The Russell Sage Foundation is pleased to announce the selection of four visiting researchers for the 2020-2021 academic year: Arielle Baskin-Sommers (Yale University), Gary Alan Fine (Northwestern University), Shamus Khan (Columbia University), and Sunita Sah (Cornell University). While in residence at RSF in New York City, they will pursue research and writing projects that reflect the foundation’s commitment to strengthening the social sciences and conducting research to “improve social and living conditions in the United States.” Their projects – working to transform criminal justice procedures, examining the engagement of older people in social justice activism, tracing the economic and political history of American elites, and investigating the psychological effects of conflict-of-interest disclosures – will provide fresh insights on important social issues in American life.

DATA FOR REVIEW:
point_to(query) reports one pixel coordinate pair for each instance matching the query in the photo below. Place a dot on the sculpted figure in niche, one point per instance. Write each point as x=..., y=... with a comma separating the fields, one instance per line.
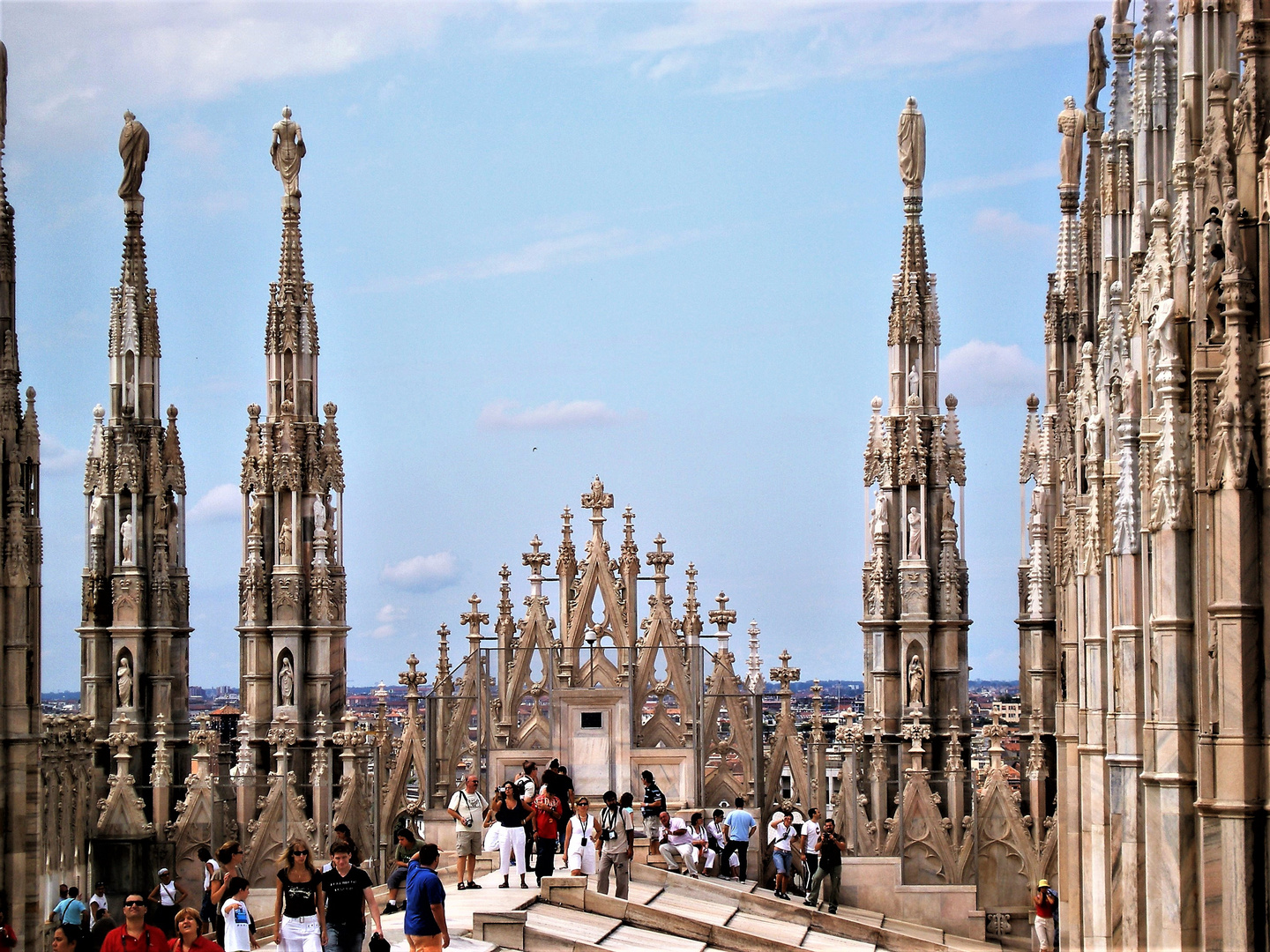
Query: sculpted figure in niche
x=915, y=533
x=912, y=145
x=1232, y=238
x=1097, y=77
x=286, y=152
x=915, y=682
x=949, y=524
x=1071, y=123
x=288, y=682
x=129, y=539
x=123, y=681
x=285, y=542
x=133, y=150
x=882, y=516
x=97, y=516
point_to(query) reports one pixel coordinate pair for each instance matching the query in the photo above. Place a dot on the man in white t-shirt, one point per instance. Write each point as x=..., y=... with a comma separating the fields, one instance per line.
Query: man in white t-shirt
x=811, y=838
x=676, y=844
x=97, y=904
x=467, y=807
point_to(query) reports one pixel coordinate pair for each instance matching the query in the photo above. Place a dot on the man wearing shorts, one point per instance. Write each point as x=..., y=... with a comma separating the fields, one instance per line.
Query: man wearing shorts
x=467, y=807
x=654, y=805
x=426, y=903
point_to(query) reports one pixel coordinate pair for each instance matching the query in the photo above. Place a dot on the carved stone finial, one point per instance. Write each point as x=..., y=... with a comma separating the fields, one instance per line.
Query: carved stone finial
x=286, y=152
x=133, y=150
x=912, y=145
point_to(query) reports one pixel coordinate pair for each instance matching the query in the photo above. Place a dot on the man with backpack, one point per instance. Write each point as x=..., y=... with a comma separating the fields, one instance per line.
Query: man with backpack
x=1045, y=902
x=616, y=845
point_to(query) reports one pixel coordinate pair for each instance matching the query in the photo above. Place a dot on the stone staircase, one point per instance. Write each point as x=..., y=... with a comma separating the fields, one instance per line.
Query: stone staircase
x=671, y=913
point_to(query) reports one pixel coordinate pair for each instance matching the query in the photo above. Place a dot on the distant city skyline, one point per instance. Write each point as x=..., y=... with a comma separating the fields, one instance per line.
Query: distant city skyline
x=649, y=242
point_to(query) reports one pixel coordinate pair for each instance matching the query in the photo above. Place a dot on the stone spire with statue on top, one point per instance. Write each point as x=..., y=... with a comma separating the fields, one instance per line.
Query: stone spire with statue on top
x=915, y=580
x=292, y=584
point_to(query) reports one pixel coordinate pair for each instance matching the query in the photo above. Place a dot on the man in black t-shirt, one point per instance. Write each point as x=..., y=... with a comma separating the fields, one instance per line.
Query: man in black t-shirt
x=831, y=868
x=560, y=786
x=348, y=890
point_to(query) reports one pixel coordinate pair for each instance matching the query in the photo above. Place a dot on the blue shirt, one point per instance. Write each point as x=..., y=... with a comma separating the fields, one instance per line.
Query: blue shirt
x=423, y=890
x=71, y=911
x=739, y=825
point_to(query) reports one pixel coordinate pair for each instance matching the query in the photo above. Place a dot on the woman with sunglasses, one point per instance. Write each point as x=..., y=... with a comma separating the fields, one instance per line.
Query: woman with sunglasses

CHECK YOUR UNDERSTANDING:
A. According to the Russell Sage Foundation announcement above, in which city will the visiting researchers be in residence?
B. Reproduce the Russell Sage Foundation announcement above word for word, from "The Russell Sage" down to "in American life.".
C. Name every visiting researcher selected for 2020-2021 in the Russell Sage Foundation announcement above.

TASK SOLUTIONS:
A. New York City

B.
The Russell Sage Foundation is pleased to announce the selection of four visiting researchers for the 2020-2021 academic year: Arielle Baskin-Sommers (Yale University), Gary Alan Fine (Northwestern University), Shamus Khan (Columbia University), and Sunita Sah (Cornell University). While in residence at RSF in New York City, they will pursue research and writing projects that reflect the foundation’s commitment to strengthening the social sciences and conducting research to “improve social and living conditions in the United States.” Their projects – working to transform criminal justice procedures, examining the engagement of older people in social justice activism, tracing the economic and political history of American elites, and investigating the psychological effects of conflict-of-interest disclosures – will provide fresh insights on important social issues in American life.

C.
Arielle Baskin-Sommers
Gary Alan Fine
Shamus Khan
Sunita Sah